__Task statement__:
All lines with the word "shirt" are to be found and copied from the listing.

__Given records__:
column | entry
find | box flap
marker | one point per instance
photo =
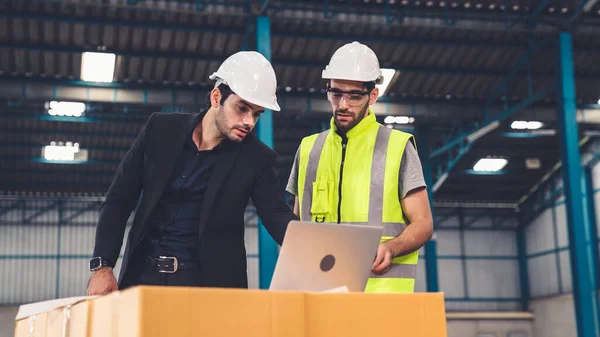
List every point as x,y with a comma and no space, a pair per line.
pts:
27,310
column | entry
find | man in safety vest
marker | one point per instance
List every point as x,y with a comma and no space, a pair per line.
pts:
362,172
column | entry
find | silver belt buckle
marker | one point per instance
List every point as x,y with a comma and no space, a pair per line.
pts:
175,264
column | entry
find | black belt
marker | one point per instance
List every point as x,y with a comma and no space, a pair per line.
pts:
169,264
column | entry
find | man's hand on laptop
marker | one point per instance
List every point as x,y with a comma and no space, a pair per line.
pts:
102,282
383,260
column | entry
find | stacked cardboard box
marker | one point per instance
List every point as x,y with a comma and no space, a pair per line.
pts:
181,312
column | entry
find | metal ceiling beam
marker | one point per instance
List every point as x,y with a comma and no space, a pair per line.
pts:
104,21
176,26
276,62
242,31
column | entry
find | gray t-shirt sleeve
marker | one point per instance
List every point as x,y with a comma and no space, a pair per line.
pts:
292,185
411,171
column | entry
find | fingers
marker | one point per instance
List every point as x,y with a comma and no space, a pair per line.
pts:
384,266
378,259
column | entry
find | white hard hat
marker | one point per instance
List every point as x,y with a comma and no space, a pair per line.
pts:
354,61
249,75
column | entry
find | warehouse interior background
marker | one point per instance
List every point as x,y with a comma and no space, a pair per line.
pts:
513,82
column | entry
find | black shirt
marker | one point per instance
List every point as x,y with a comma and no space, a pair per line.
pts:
174,223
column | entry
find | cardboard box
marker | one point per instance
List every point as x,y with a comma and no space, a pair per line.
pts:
32,326
172,311
185,312
55,318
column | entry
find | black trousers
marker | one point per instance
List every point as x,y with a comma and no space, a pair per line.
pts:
182,278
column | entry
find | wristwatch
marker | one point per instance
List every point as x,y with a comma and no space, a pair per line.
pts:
97,263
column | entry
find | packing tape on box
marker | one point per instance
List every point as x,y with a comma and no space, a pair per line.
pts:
66,320
31,325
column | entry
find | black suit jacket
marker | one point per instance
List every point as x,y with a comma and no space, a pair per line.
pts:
244,171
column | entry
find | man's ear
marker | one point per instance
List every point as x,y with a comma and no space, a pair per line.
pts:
373,96
215,98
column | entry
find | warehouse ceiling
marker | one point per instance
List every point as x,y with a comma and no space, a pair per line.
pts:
455,61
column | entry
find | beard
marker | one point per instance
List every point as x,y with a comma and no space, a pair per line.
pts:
229,131
355,119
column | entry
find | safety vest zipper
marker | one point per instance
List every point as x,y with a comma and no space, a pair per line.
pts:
344,142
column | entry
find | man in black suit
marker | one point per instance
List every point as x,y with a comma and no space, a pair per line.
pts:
196,174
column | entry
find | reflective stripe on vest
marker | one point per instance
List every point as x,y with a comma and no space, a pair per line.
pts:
401,276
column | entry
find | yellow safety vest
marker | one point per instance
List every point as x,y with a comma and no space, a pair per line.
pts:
356,181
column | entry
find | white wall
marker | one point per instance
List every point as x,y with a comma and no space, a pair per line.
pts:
554,317
37,263
495,328
7,321
548,259
478,268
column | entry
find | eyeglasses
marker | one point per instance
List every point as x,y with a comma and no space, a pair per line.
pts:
353,97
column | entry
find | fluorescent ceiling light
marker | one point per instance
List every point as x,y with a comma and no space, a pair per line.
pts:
490,164
64,152
71,109
526,125
483,131
388,74
97,67
533,163
398,120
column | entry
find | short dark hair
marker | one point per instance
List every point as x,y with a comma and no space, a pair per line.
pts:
225,92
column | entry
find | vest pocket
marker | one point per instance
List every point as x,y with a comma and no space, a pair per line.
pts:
320,199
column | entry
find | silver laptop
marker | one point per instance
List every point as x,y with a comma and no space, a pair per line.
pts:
324,256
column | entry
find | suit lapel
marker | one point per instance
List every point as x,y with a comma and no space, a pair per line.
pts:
169,154
222,167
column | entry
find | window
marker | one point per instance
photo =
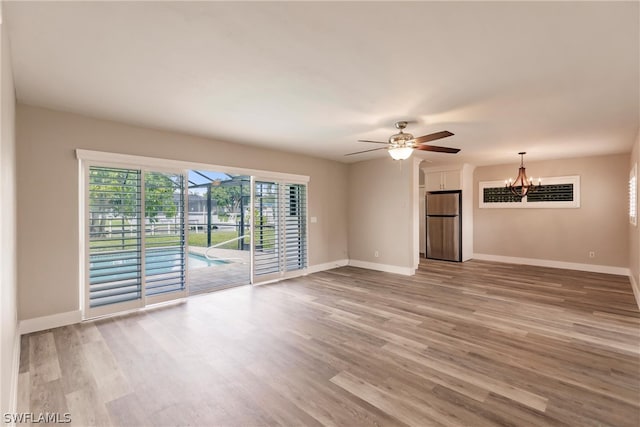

__Response__:
find | gray t-shirt sleeve
find | black shirt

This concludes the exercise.